=== EXTRAIT FOURNI ===
####
Gros doutes sur la «coalition» contre le Hamas voulue par Macron

  • Emmanuel Macron a évoqué l'idée d'une coalition internationale contre le groupe islamiste palestinien Hamas
  • Une proposition qui s'annonce extrêmement complexe à mettre en œuvre, selon des experts

PARIS: Emmanuel Macron a évoqué mardi, depuis Jérusalem, l'idée d'une coalition internationale contre le groupe islamiste palestinien Hamas, à l'origine des attaques sanglantes contre Israël, une proposition qui s'annonce extrêmement complexe à mettre en œuvre, selon des experts.

Des contours encore flous

Cette coalition serait-elle une extension ou une réplique de la coalition internationale créée en 2014 sous la houlette des Etats-Unis pour combattre le groupe Etat islamique (EI) en Syrie et en Irak?

Dans un premier temps, le président français a proposé que la coalition anti-Daech (le groupe djihadiste Etat islamique, NDLR) "puisse lutter aussi contre le Hamas".

L'Elysée a ensuite expliqué qu'il s'agissait "de s'inspirer de l'expérience de la Coalition internationale contre Daech et voir quels aspects sont réplicables contre le Hamas".

"Nous sommes donc disponibles pour réfléchir, avec nos partenaires et Israël, aux pistes d'actions pertinentes contre le Hamas", a-t-on expliqué à l'Elysée. "Ce sera ensuite aux partenaires et notamment à Israël d'exprimer leurs besoins".

Des membres hostiles à Israël

Pour l'heure, les experts doutent de la possibilité d'étendre ou répliquer la coalition visant Daech.

Car cette coalition globale regroupe à ce jour 86 membres dont l'Otan, l'Union Européenne, la Ligue Arabe et il y a "au moins une unanimité diplomatique de façade" dans la lutte contre ce groupe djihadiste, souligne Elie Tenenbaum de l'Institut français des Relations Internationales (IFRI).

En revanche, parmi ses membres, dont Israël ne fait pas partie, "de nombreux pays ne partagent absolument pas la position de la France sur le Hamas", poursuit-il, citant entre autres le Liban, le Qatar, la Jordanie, la Libye ou l'Irak.

Autre problème, certains membres sont ouvertement hostiles à Israël, notamment Bagdad, qui ne reconnaît pas l'existence-même du pays, ou Tripoli, qui n'entretient aucune relation avec son gouvernement.

Malgré une normalisation des rapports bilatéraux entre Israël et plusieurs pays arabes via les accords d'Abraham de 2020, la "faisabilité" de l'extension du périmètre de la coalition globale contre l'EI à la lutte contre le Hamas paraît ainsi "hautement improbable", estime M. Tenenbaum.

D'autant que le Hamas, contrairement à l'EI, qui était isolé, dispose d'alliés puissants dans la région, comme le Hezbollah libanais, soutenu par l'Iran, ennemi intime d'Israël.
####
=== TÂCHES DEMANDÉES ===
1. Réécrivez plus brièvement le paragraphe de l'article sur la coalition contre le Hamas qui commence par « Car cette coalition globale regroupe », sans perdre ses faits principaux.
2. Rédigez la suite de l'article sur la coalition contre le Hamas, à partir de sa dernière phrase, s'il vous plaît.
####
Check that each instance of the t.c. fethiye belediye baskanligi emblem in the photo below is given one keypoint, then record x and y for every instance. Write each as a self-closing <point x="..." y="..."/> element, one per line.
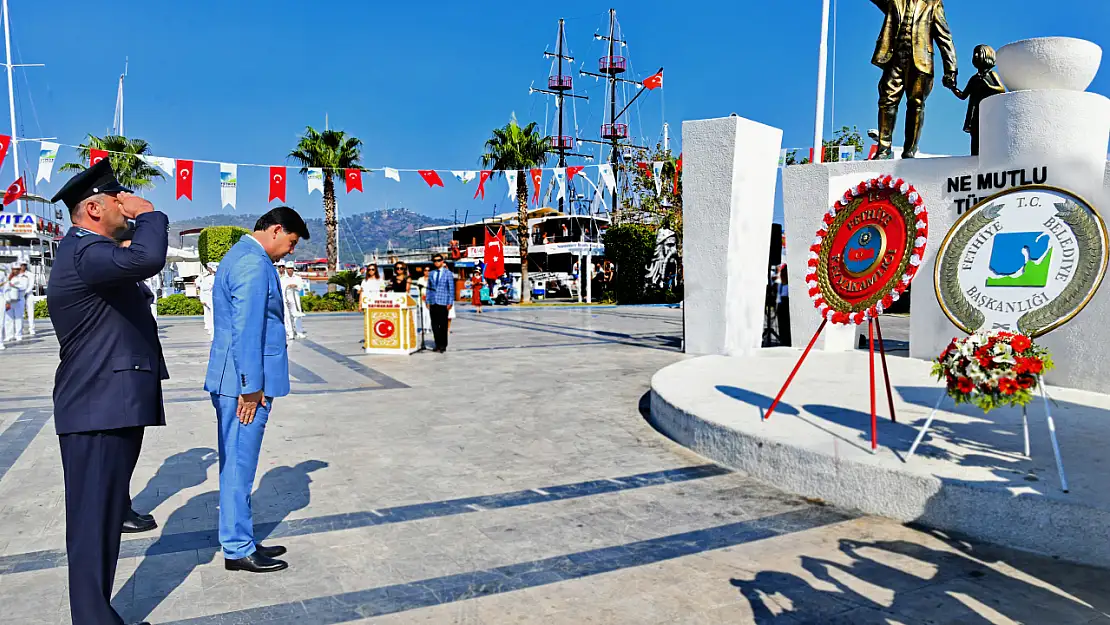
<point x="1025" y="260"/>
<point x="867" y="250"/>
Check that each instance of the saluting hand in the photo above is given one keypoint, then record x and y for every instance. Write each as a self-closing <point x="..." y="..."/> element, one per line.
<point x="248" y="405"/>
<point x="133" y="205"/>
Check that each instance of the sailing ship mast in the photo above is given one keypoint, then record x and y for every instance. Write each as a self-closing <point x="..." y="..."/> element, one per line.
<point x="558" y="86"/>
<point x="614" y="133"/>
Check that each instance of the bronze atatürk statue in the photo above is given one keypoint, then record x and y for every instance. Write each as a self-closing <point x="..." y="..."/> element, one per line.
<point x="982" y="84"/>
<point x="905" y="53"/>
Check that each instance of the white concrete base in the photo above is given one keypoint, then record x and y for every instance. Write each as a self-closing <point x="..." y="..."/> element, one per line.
<point x="969" y="475"/>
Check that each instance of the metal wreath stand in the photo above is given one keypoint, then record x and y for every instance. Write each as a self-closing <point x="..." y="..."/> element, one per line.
<point x="892" y="210"/>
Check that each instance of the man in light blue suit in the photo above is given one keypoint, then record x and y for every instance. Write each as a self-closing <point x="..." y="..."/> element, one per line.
<point x="248" y="368"/>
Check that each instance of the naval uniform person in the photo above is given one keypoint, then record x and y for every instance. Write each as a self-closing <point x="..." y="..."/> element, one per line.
<point x="108" y="385"/>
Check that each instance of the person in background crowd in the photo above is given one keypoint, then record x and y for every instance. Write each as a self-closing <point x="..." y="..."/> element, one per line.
<point x="400" y="282"/>
<point x="292" y="288"/>
<point x="441" y="299"/>
<point x="204" y="285"/>
<point x="371" y="285"/>
<point x="19" y="285"/>
<point x="476" y="290"/>
<point x="108" y="386"/>
<point x="248" y="369"/>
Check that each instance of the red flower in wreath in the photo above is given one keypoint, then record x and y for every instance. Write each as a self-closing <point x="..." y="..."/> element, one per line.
<point x="1008" y="386"/>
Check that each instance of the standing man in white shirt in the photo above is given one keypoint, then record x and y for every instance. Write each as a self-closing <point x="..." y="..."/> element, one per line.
<point x="204" y="289"/>
<point x="19" y="285"/>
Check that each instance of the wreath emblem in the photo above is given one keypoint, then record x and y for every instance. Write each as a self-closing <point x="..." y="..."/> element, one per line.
<point x="867" y="250"/>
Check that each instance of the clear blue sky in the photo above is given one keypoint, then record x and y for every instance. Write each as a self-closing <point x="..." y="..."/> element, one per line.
<point x="422" y="83"/>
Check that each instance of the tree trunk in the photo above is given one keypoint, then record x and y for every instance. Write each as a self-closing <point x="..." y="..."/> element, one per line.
<point x="330" y="225"/>
<point x="523" y="235"/>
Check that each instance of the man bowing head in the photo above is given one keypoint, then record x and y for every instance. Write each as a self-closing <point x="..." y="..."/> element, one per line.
<point x="248" y="368"/>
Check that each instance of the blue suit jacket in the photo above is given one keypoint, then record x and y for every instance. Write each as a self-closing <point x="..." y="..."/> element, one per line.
<point x="249" y="318"/>
<point x="111" y="368"/>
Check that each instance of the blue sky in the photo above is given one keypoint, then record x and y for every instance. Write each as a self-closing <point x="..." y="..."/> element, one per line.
<point x="422" y="83"/>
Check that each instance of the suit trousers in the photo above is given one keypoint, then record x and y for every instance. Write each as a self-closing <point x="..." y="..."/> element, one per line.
<point x="98" y="467"/>
<point x="439" y="313"/>
<point x="901" y="77"/>
<point x="239" y="462"/>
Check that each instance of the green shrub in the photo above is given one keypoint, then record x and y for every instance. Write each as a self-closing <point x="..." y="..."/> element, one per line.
<point x="179" y="304"/>
<point x="631" y="247"/>
<point x="214" y="241"/>
<point x="328" y="302"/>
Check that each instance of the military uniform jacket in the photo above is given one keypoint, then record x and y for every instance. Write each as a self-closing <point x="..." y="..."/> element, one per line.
<point x="111" y="360"/>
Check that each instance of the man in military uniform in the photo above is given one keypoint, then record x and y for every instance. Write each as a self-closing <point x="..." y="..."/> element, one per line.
<point x="108" y="385"/>
<point x="905" y="53"/>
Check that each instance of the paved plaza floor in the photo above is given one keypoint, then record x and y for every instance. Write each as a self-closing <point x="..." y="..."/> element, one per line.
<point x="512" y="480"/>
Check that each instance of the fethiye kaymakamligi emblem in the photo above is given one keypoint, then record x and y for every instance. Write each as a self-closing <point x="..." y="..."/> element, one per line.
<point x="867" y="250"/>
<point x="1025" y="260"/>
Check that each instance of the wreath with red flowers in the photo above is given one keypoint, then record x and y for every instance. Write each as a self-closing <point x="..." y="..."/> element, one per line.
<point x="992" y="369"/>
<point x="867" y="250"/>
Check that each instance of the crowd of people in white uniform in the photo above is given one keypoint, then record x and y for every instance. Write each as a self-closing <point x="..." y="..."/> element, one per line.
<point x="16" y="288"/>
<point x="293" y="286"/>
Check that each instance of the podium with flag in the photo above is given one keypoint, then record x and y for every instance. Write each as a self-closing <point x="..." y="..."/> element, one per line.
<point x="389" y="324"/>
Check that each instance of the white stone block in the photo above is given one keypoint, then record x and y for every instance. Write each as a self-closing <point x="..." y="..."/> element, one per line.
<point x="728" y="202"/>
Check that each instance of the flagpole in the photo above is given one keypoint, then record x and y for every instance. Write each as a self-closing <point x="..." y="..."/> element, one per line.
<point x="11" y="101"/>
<point x="823" y="63"/>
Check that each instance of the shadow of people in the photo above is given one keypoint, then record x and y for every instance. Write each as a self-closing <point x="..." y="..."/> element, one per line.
<point x="171" y="560"/>
<point x="183" y="470"/>
<point x="907" y="580"/>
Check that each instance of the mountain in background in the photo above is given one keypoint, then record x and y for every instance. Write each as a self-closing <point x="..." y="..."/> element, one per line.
<point x="359" y="233"/>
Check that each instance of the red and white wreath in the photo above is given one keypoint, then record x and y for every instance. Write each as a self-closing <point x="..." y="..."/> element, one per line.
<point x="894" y="290"/>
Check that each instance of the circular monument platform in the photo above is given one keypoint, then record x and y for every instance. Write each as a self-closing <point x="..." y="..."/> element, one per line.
<point x="968" y="476"/>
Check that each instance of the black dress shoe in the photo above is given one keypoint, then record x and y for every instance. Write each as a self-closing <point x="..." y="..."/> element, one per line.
<point x="255" y="563"/>
<point x="270" y="552"/>
<point x="134" y="523"/>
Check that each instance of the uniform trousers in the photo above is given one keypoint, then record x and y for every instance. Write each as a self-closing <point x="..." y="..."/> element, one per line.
<point x="239" y="446"/>
<point x="98" y="467"/>
<point x="439" y="313"/>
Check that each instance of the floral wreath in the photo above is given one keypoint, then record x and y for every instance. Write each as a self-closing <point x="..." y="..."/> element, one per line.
<point x="891" y="294"/>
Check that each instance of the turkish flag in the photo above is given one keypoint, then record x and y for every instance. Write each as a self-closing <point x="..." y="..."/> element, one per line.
<point x="4" y="143"/>
<point x="184" y="179"/>
<point x="537" y="175"/>
<point x="17" y="190"/>
<point x="494" y="254"/>
<point x="276" y="184"/>
<point x="484" y="175"/>
<point x="353" y="178"/>
<point x="431" y="178"/>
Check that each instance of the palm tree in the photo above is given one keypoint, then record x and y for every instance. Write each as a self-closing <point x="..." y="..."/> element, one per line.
<point x="123" y="153"/>
<point x="513" y="148"/>
<point x="333" y="151"/>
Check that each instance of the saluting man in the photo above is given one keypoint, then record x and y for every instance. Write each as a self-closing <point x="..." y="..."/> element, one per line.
<point x="108" y="385"/>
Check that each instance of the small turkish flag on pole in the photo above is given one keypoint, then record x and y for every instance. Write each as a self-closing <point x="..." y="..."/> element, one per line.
<point x="276" y="184"/>
<point x="483" y="175"/>
<point x="431" y="178"/>
<point x="354" y="180"/>
<point x="14" y="192"/>
<point x="184" y="179"/>
<point x="494" y="255"/>
<point x="537" y="175"/>
<point x="4" y="143"/>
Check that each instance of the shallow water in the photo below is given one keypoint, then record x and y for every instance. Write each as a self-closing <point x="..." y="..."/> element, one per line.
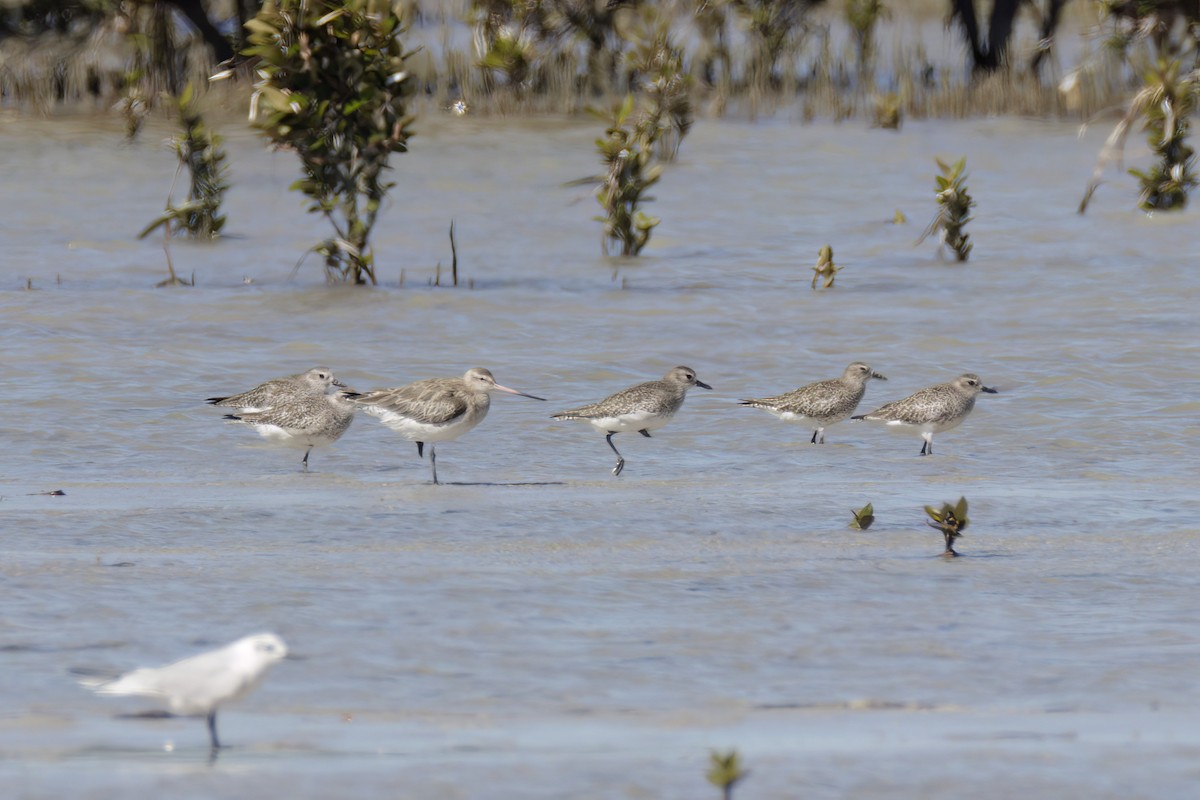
####
=== RÉSULTATS ATTENDUS ===
1. La coalition contre Daech compte aujourd'hui 86 membres, dont l'Otan, l'Union européenne et la Ligue arabe. Selon Elie Tenenbaum, de l'IFRI, il existe contre ce groupe djihadiste « au moins une unanimité diplomatique de façade ».

2.
Selon Renad Mansour, chercheur principal au centre de réflexion Chatham House, la tâche serait "beaucoup plus ardue" pour une telle coalition, qui apparaîtrait en outre comme une structure pro-israélienne, quand la rue et nombre de gouvernements arabes sont pro-palestiniens et bien plus favorables au Hamas.

Pas de soutien populaire

L'Etat islamique s'était emparé de certains territoires syriens et irakiens, notamment Mossoul ou Raqqa, qu'il gouvernait "de manière très brutale", des "atrocités" étant régulièrement "commises contre la population" locale, rappelle M. Mansour.

La coalition internationale bénéficiait donc d'"un large soutien autochtone, local et régional pour éliminer" l'EI, poursuit-il.

Le mouvement islamiste palestinien a, lui, pris le pouvoir dans la bande de Gaza après sa victoire aux élections de 2006. Et si aujourd'hui la population manque de tout, elle ne défie pas ouvertement le Hamas.

Risque d'escalade en Irak et Syrie

Héloïse Fayet, chercheuse spécialiste du Moyen-Orient au Centre des études de sécurité de l'IFRI est elle aussi circonspecte quant à une telle initiative.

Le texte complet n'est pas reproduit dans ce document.